'''
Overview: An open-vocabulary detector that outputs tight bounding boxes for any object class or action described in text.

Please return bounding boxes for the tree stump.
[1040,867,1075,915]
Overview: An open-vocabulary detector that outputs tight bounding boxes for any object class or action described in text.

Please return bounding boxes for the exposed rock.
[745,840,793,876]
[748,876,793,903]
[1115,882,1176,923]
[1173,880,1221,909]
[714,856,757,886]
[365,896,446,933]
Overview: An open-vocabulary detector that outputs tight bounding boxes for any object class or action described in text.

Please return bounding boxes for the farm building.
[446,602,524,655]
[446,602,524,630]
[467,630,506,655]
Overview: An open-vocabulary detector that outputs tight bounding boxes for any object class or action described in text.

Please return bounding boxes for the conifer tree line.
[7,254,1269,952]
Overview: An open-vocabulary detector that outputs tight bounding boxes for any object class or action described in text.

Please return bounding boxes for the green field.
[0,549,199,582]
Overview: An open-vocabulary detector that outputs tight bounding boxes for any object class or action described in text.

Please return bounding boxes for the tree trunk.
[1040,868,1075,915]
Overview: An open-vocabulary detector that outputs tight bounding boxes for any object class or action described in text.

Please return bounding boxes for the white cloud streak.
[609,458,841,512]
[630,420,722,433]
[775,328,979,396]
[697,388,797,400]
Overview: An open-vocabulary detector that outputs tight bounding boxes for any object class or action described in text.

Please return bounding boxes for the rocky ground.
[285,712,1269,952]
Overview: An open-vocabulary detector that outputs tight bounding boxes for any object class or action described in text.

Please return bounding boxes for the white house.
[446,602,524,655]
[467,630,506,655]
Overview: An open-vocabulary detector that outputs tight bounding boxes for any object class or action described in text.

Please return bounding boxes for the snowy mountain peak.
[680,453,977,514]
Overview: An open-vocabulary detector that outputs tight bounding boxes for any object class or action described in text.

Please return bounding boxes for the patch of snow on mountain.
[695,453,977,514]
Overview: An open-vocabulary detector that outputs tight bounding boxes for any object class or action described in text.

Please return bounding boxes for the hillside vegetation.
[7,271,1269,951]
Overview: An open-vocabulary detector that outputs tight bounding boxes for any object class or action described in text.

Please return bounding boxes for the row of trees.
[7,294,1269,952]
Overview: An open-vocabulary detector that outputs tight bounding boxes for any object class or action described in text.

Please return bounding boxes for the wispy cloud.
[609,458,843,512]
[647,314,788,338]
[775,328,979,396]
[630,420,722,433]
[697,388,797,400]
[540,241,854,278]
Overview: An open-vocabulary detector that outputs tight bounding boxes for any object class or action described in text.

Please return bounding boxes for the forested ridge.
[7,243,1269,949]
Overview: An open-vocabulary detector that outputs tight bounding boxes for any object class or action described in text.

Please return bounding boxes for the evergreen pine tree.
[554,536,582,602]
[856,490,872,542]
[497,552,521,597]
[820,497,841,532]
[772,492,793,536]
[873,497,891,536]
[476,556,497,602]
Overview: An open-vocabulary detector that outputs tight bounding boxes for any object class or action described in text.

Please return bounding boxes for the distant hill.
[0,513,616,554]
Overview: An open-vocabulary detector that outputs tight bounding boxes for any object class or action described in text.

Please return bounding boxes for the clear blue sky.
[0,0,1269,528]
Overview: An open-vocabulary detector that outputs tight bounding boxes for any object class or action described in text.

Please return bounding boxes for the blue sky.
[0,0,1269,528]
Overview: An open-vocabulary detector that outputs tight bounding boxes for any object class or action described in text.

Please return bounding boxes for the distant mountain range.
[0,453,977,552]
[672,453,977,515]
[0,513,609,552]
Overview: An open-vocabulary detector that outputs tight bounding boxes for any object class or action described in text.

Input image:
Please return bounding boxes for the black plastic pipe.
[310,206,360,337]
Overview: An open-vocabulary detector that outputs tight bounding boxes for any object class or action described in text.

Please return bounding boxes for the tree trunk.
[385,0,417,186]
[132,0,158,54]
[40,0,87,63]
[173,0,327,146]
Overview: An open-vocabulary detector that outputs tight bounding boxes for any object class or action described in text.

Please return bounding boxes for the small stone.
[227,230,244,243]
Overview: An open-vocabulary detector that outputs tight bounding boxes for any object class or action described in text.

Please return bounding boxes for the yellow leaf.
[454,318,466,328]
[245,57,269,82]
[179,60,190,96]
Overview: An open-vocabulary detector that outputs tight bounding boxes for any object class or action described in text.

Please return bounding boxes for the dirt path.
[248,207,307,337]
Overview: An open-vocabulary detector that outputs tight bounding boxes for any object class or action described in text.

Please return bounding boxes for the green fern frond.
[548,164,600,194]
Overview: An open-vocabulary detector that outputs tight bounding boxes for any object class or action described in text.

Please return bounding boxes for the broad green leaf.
'''
Can you convert all the data above into a numbered list, one item per line, with the blank lines dropped?

ANSWER FOR THE TASK:
1. Overview: An open-vocabulary detector that outputs tight bounding boxes for any object class or action described in text.
2. Please return bounding boxes for the tree stump.
3. [1040,867,1075,915]
4. Overview: An open-vocabulary detector that outputs tight bounding boxes for any object class or action described in text.
5. Please return bounding boxes for the exposed rock.
6. [745,840,793,876]
7. [748,876,793,903]
8. [1115,882,1176,923]
9. [1173,880,1221,909]
10. [714,856,757,886]
11. [365,896,446,933]
12. Overview: An open-vocabulary detector that outputs tight bounding boxes for any object class or action described in text.
13. Please return bounding boxes for the farm building.
14. [446,602,524,655]
15. [446,602,524,630]
16. [467,630,506,655]
17. Overview: An open-vocabulary detector that outputs tight bounding boxes for any object class or action described in text.
18. Please return bounding boxes for the conifer tree line.
19. [7,254,1269,952]
20. Overview: An open-vocabulary detector that outputs tight bounding boxes for any object class or action described in text.
21. Please return bounding boxes for the green field.
22. [0,549,199,582]
23. Overview: An open-vocabulary detector that outputs tight bounding boxes for any object class or action described in text.
24. Please return bounding boxes for the tree trunk.
25. [1040,868,1075,915]
26. Overview: An open-vocabulary detector that outputs tight bounding boxes for any object class or action described in text.
27. Please return bounding boxes for the white cloud streak.
28. [609,458,841,512]
29. [630,420,722,433]
30. [775,328,979,396]
31. [697,388,797,400]
32. Overview: An open-vocabulary detector that outputs tight bounding boxes for any object class or action described in text.
33. Please return bounding boxes for the rocky ground.
34. [285,712,1269,952]
35. Overview: An open-vocabulary detector that outputs tight bounding boxes for any object class or action described in text.
36. Please return bounding boxes for the white house.
37. [446,602,524,655]
38. [467,630,506,655]
39. Overview: An open-vocabulary detector that outputs tight bounding boxes for any object class or action described in text.
40. Please return bounding boxes for the snowy mountain peak.
41. [680,453,977,514]
42. Overview: An open-vocabulary detector that outputs tight bounding boxes for any object class or action described in text.
43. Please return bounding boxes for the patch of snow on mountain.
44. [695,453,977,514]
45. Overview: An open-vocabulary detector that outputs tight bounding boxes for any object class or action described in text.
46. Please return bounding boxes for the hillside vegetation.
47. [7,271,1269,951]
48. Overview: An open-vocabulary detector that outputs tight bounding boxes for any object class or action described in text.
49. Please return bounding boxes for the row of trees.
50. [7,294,1269,952]
51. Overview: An open-vocabulary detector that outputs tight bounding boxes for any object class or action described in text.
52. Please return bounding boxes for the wispy cloud.
53. [609,458,843,512]
54. [647,314,788,338]
55. [775,328,979,396]
56. [630,420,722,433]
57. [697,388,797,400]
58. [540,241,854,278]
59. Overview: An open-vocabulary detector that outputs tight bounding boxes for any object class or action described in text.
60. Please return bounding boxes for the forested ridge.
61. [7,243,1269,949]
62. Overview: An open-vocabulary detector that outputs tight bounding boxes for any object class or action described in text.
63. Please return bounding boxes for the evergreen pine tree.
64. [554,536,582,602]
65. [856,490,872,542]
66. [497,552,521,597]
67. [820,497,841,532]
68. [772,492,793,536]
69. [873,497,891,536]
70. [476,556,497,602]
71. Overview: An open-vocabulary detector that outputs tight bounding boxes for any object class or action described in text.
72. Please return bounding boxes for the distant hill.
73. [0,513,616,554]
74. Overview: An open-vocabulary detector that outputs tight bounding boxes for any object class or action described in text.
75. Please return bounding boxes for the clear blue sky.
76. [0,0,1269,528]
77. Overview: An open-vocabulary detector that outputs tight bounding boxes for any object class or action described in text.
78. Please return bounding boxes for the blue sky.
79. [0,0,1269,528]
80. Overview: An open-vocabulary detector that outputs tight bounding boxes for any object class or action described in text.
81. Please return bounding boxes for the distant mountain range.
82. [0,453,977,552]
83. [672,453,977,515]
84. [0,513,609,552]
85. Overview: An open-vocabulary detector that outputs tight bounding boxes for any object class or action described in text.
86. Input image:
87. Please return bounding boxes for the black plastic pipe.
88. [310,206,360,337]
89. Overview: An open-vocabulary detector that outputs tight bounding boxes for any object class or action described in text.
90. Please return bounding boxes for the tree trunk.
91. [385,0,417,186]
92. [132,0,158,54]
93. [40,0,87,63]
94. [173,0,327,146]
95. Overview: An open-vocabulary detector that outputs tight bounding boxes for any object class or action described in text.
96. Please return bounding boxes for the small stone.
97. [227,230,244,243]
98. Overview: An open-vocabulary detector that outputs tight bounding boxes for any object class or action described in text.
99. Please return bounding boxes for the yellow leaf.
100. [454,318,466,328]
101. [245,57,269,82]
102. [179,60,190,96]
103. Overview: An open-vocabulary detector that outputs tight bounding boxes for any object class or action described in text.
104. Please return bounding boxes for the dirt path.
105. [248,207,307,337]
106. Overview: An open-vocabulary detector that outputs tight bounding boxes for any object class or action described in text.
107. Please return bounding boxes for the green fern frond.
108. [548,164,600,194]
109. Overview: An open-vocabulary detector that outputs tight bounding boxes for any object class or action described in text.
110. Please return bounding boxes for the broad green leaf.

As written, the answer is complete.